[Saved data entries]
»»
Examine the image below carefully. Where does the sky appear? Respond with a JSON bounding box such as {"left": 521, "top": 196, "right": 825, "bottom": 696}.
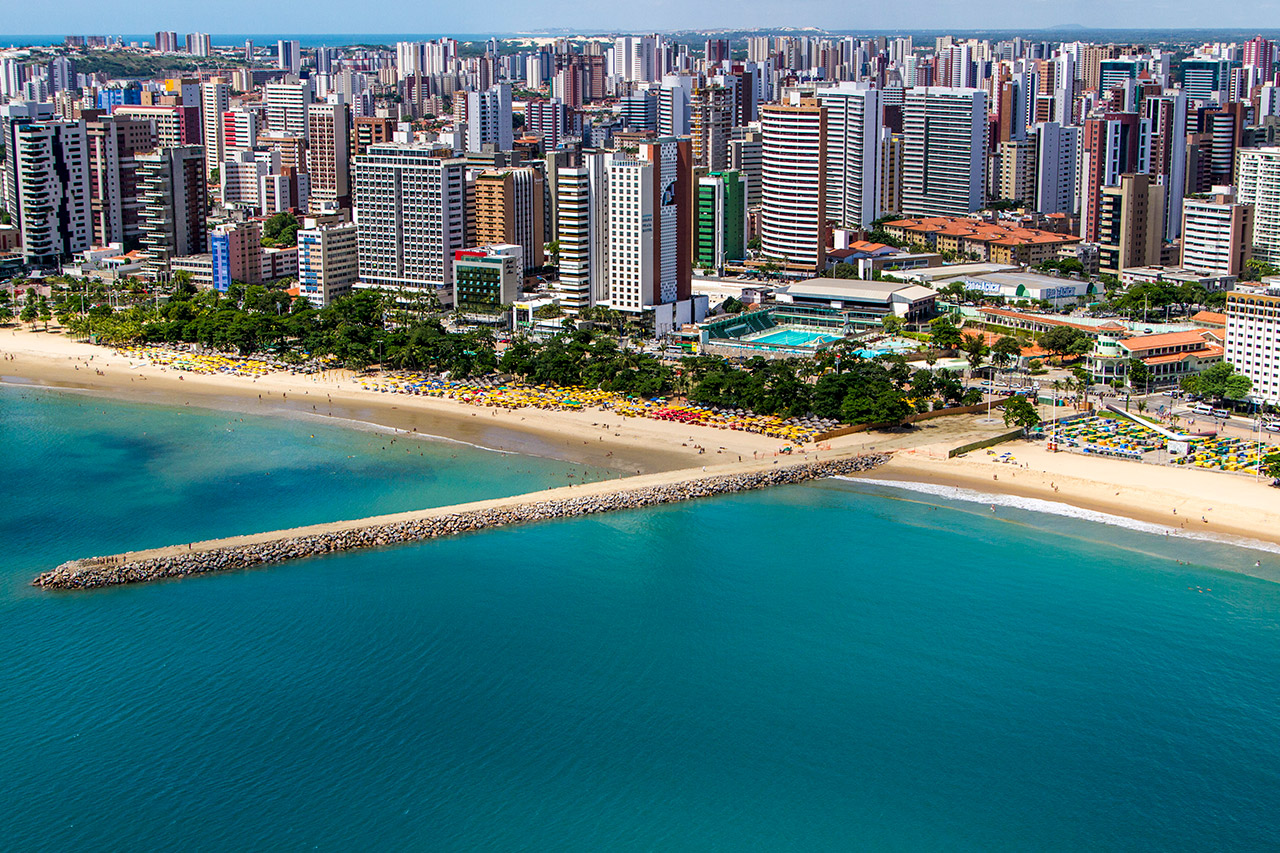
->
{"left": 5, "top": 0, "right": 1280, "bottom": 36}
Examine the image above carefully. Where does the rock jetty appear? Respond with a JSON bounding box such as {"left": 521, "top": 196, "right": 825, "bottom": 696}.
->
{"left": 34, "top": 455, "right": 888, "bottom": 590}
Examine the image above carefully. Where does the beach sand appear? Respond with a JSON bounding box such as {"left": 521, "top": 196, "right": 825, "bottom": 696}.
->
{"left": 10, "top": 326, "right": 1274, "bottom": 549}
{"left": 0, "top": 327, "right": 841, "bottom": 474}
{"left": 865, "top": 443, "right": 1280, "bottom": 549}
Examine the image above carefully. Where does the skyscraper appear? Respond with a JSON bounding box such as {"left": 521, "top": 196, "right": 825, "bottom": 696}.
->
{"left": 265, "top": 82, "right": 313, "bottom": 139}
{"left": 605, "top": 137, "right": 692, "bottom": 313}
{"left": 277, "top": 40, "right": 301, "bottom": 76}
{"left": 306, "top": 102, "right": 351, "bottom": 211}
{"left": 297, "top": 220, "right": 358, "bottom": 305}
{"left": 760, "top": 97, "right": 827, "bottom": 270}
{"left": 136, "top": 145, "right": 207, "bottom": 277}
{"left": 465, "top": 84, "right": 513, "bottom": 153}
{"left": 199, "top": 80, "right": 229, "bottom": 180}
{"left": 14, "top": 120, "right": 91, "bottom": 266}
{"left": 473, "top": 168, "right": 545, "bottom": 273}
{"left": 901, "top": 87, "right": 988, "bottom": 217}
{"left": 353, "top": 143, "right": 467, "bottom": 298}
{"left": 1234, "top": 147, "right": 1280, "bottom": 265}
{"left": 1180, "top": 190, "right": 1253, "bottom": 277}
{"left": 690, "top": 85, "right": 732, "bottom": 171}
{"left": 695, "top": 171, "right": 747, "bottom": 275}
{"left": 555, "top": 151, "right": 610, "bottom": 314}
{"left": 86, "top": 115, "right": 156, "bottom": 249}
{"left": 817, "top": 82, "right": 882, "bottom": 228}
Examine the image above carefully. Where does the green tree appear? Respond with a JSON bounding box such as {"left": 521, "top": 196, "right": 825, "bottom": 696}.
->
{"left": 1039, "top": 325, "right": 1090, "bottom": 362}
{"left": 960, "top": 332, "right": 988, "bottom": 372}
{"left": 1225, "top": 373, "right": 1253, "bottom": 402}
{"left": 1127, "top": 358, "right": 1152, "bottom": 391}
{"left": 1003, "top": 395, "right": 1041, "bottom": 429}
{"left": 881, "top": 314, "right": 903, "bottom": 336}
{"left": 260, "top": 212, "right": 300, "bottom": 248}
{"left": 990, "top": 335, "right": 1022, "bottom": 370}
{"left": 929, "top": 316, "right": 963, "bottom": 351}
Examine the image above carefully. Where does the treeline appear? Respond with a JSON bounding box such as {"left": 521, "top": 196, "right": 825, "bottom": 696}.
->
{"left": 57, "top": 287, "right": 982, "bottom": 426}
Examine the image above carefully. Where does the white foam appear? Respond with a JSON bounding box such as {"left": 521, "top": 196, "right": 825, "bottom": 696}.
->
{"left": 835, "top": 476, "right": 1280, "bottom": 556}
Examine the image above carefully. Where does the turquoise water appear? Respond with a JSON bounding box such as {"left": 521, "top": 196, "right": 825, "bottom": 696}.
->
{"left": 3, "top": 384, "right": 1280, "bottom": 851}
{"left": 751, "top": 327, "right": 841, "bottom": 347}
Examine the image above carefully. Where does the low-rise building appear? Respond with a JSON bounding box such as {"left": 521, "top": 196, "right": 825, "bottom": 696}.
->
{"left": 1120, "top": 265, "right": 1236, "bottom": 292}
{"left": 453, "top": 244, "right": 523, "bottom": 309}
{"left": 773, "top": 278, "right": 937, "bottom": 322}
{"left": 881, "top": 215, "right": 1081, "bottom": 265}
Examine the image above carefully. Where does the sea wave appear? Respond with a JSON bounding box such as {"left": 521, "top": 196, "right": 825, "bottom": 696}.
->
{"left": 835, "top": 476, "right": 1280, "bottom": 556}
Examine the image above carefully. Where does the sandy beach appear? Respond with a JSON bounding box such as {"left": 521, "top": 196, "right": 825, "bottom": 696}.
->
{"left": 865, "top": 443, "right": 1280, "bottom": 549}
{"left": 6, "top": 326, "right": 1280, "bottom": 549}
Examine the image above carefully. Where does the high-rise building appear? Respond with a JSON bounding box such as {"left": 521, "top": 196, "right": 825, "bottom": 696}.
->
{"left": 695, "top": 170, "right": 747, "bottom": 274}
{"left": 114, "top": 104, "right": 199, "bottom": 148}
{"left": 154, "top": 31, "right": 179, "bottom": 53}
{"left": 526, "top": 99, "right": 565, "bottom": 150}
{"left": 85, "top": 116, "right": 155, "bottom": 249}
{"left": 13, "top": 120, "right": 92, "bottom": 266}
{"left": 277, "top": 40, "right": 301, "bottom": 76}
{"left": 997, "top": 137, "right": 1037, "bottom": 206}
{"left": 818, "top": 82, "right": 882, "bottom": 228}
{"left": 760, "top": 97, "right": 827, "bottom": 270}
{"left": 353, "top": 143, "right": 467, "bottom": 298}
{"left": 690, "top": 85, "right": 732, "bottom": 171}
{"left": 0, "top": 101, "right": 57, "bottom": 222}
{"left": 221, "top": 149, "right": 281, "bottom": 211}
{"left": 1034, "top": 121, "right": 1079, "bottom": 216}
{"left": 901, "top": 87, "right": 988, "bottom": 217}
{"left": 265, "top": 82, "right": 313, "bottom": 139}
{"left": 185, "top": 33, "right": 211, "bottom": 57}
{"left": 199, "top": 80, "right": 230, "bottom": 180}
{"left": 466, "top": 84, "right": 513, "bottom": 153}
{"left": 1224, "top": 288, "right": 1280, "bottom": 404}
{"left": 353, "top": 116, "right": 396, "bottom": 157}
{"left": 728, "top": 128, "right": 763, "bottom": 207}
{"left": 1096, "top": 172, "right": 1164, "bottom": 274}
{"left": 136, "top": 146, "right": 207, "bottom": 277}
{"left": 473, "top": 168, "right": 545, "bottom": 273}
{"left": 1079, "top": 112, "right": 1142, "bottom": 243}
{"left": 1234, "top": 147, "right": 1280, "bottom": 265}
{"left": 222, "top": 107, "right": 258, "bottom": 155}
{"left": 604, "top": 136, "right": 692, "bottom": 313}
{"left": 306, "top": 102, "right": 351, "bottom": 211}
{"left": 1180, "top": 189, "right": 1253, "bottom": 276}
{"left": 297, "top": 220, "right": 358, "bottom": 305}
{"left": 555, "top": 151, "right": 610, "bottom": 314}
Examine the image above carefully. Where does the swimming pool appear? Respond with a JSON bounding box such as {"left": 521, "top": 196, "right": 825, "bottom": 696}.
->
{"left": 749, "top": 327, "right": 842, "bottom": 347}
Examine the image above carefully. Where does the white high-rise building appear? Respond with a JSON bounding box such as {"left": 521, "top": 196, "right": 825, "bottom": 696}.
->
{"left": 901, "top": 86, "right": 988, "bottom": 217}
{"left": 1236, "top": 147, "right": 1280, "bottom": 265}
{"left": 353, "top": 144, "right": 467, "bottom": 299}
{"left": 1224, "top": 287, "right": 1280, "bottom": 404}
{"left": 265, "top": 82, "right": 313, "bottom": 140}
{"left": 1035, "top": 121, "right": 1079, "bottom": 215}
{"left": 817, "top": 82, "right": 882, "bottom": 228}
{"left": 760, "top": 97, "right": 827, "bottom": 270}
{"left": 604, "top": 137, "right": 691, "bottom": 313}
{"left": 465, "top": 84, "right": 513, "bottom": 153}
{"left": 199, "top": 80, "right": 230, "bottom": 180}
{"left": 277, "top": 40, "right": 301, "bottom": 75}
{"left": 14, "top": 120, "right": 91, "bottom": 266}
{"left": 1181, "top": 190, "right": 1253, "bottom": 276}
{"left": 222, "top": 149, "right": 280, "bottom": 211}
{"left": 555, "top": 151, "right": 610, "bottom": 314}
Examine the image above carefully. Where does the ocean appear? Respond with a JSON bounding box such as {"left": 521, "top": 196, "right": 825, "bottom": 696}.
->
{"left": 2, "top": 383, "right": 1279, "bottom": 851}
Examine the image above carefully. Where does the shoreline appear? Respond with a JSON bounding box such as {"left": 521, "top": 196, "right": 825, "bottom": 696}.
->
{"left": 850, "top": 447, "right": 1280, "bottom": 550}
{"left": 8, "top": 327, "right": 1278, "bottom": 555}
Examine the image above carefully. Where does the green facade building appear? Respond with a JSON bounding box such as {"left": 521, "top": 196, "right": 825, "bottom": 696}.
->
{"left": 695, "top": 170, "right": 747, "bottom": 275}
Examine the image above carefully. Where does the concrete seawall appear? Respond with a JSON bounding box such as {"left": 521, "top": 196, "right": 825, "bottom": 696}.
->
{"left": 34, "top": 454, "right": 889, "bottom": 590}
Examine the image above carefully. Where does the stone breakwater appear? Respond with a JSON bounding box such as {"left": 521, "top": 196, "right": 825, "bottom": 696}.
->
{"left": 34, "top": 455, "right": 889, "bottom": 591}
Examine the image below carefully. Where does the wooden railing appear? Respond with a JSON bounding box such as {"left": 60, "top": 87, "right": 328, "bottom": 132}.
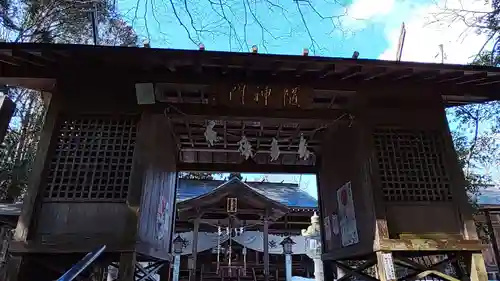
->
{"left": 0, "top": 225, "right": 13, "bottom": 281}
{"left": 194, "top": 261, "right": 310, "bottom": 281}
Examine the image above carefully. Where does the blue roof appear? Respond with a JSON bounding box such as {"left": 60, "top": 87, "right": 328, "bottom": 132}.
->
{"left": 177, "top": 179, "right": 318, "bottom": 208}
{"left": 478, "top": 189, "right": 500, "bottom": 205}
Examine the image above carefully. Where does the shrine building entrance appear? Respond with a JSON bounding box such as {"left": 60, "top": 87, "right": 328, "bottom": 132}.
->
{"left": 0, "top": 42, "right": 497, "bottom": 281}
{"left": 171, "top": 175, "right": 320, "bottom": 281}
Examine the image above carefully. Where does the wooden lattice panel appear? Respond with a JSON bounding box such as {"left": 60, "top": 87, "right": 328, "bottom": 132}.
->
{"left": 44, "top": 116, "right": 137, "bottom": 201}
{"left": 373, "top": 128, "right": 452, "bottom": 202}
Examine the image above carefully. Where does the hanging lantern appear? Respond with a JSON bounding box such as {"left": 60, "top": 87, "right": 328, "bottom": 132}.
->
{"left": 298, "top": 134, "right": 311, "bottom": 160}
{"left": 173, "top": 235, "right": 185, "bottom": 254}
{"left": 270, "top": 138, "right": 280, "bottom": 161}
{"left": 280, "top": 237, "right": 295, "bottom": 255}
{"left": 237, "top": 135, "right": 254, "bottom": 160}
{"left": 204, "top": 120, "right": 218, "bottom": 146}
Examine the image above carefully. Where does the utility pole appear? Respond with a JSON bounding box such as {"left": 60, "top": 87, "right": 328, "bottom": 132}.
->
{"left": 91, "top": 2, "right": 98, "bottom": 45}
{"left": 438, "top": 44, "right": 445, "bottom": 63}
{"left": 68, "top": 0, "right": 99, "bottom": 45}
{"left": 396, "top": 22, "right": 406, "bottom": 61}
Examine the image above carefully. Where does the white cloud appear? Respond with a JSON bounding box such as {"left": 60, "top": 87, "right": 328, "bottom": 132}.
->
{"left": 344, "top": 0, "right": 493, "bottom": 64}
{"left": 345, "top": 0, "right": 396, "bottom": 23}
{"left": 378, "top": 0, "right": 493, "bottom": 64}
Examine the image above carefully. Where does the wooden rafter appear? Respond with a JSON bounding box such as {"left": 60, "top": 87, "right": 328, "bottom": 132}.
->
{"left": 1, "top": 43, "right": 500, "bottom": 103}
{"left": 178, "top": 162, "right": 317, "bottom": 173}
{"left": 161, "top": 103, "right": 346, "bottom": 121}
««
PROBLEM STATEMENT:
Only the number is wanted: how many lines in the entries above contain the word "rise"?

SOLUTION:
3